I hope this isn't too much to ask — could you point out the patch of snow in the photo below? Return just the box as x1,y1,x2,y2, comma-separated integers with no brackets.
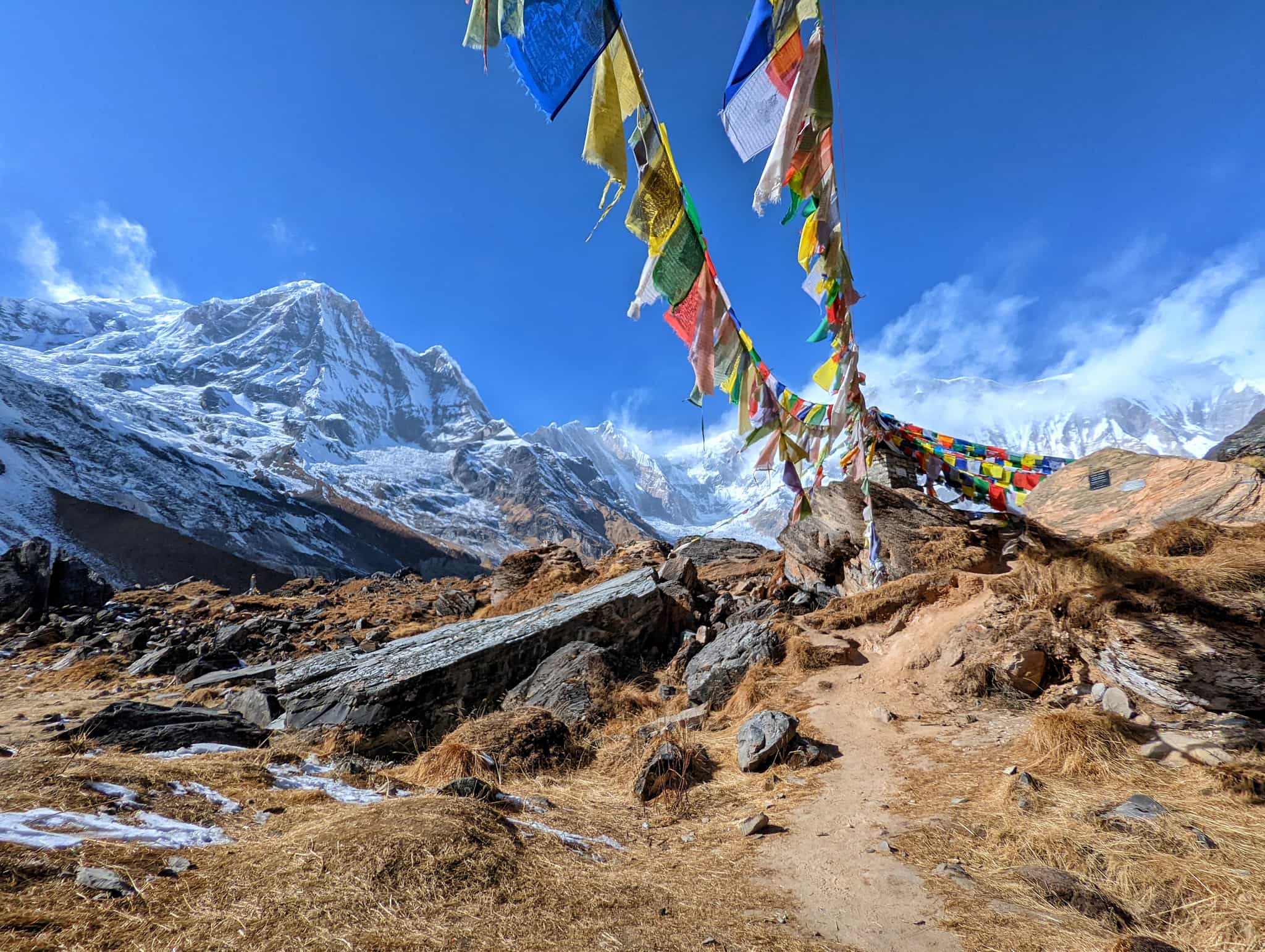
83,780,141,811
0,807,233,850
146,742,246,760
268,764,382,803
506,817,624,862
※
Set exercise
Reproduce the rows above in full, keeping their wording intact, and shift every bounding-box coordinate up by 20. Omit the pictures from your answer.

Output
I hope this isn't too much to ask — could you point out the patch of snow in the photo below? Return just the box as x1,y1,x2,y2, comma-separated integers with no brackets.
103,800,161,831
20,827,253,870
166,762,266,780
288,784,402,823
526,837,644,882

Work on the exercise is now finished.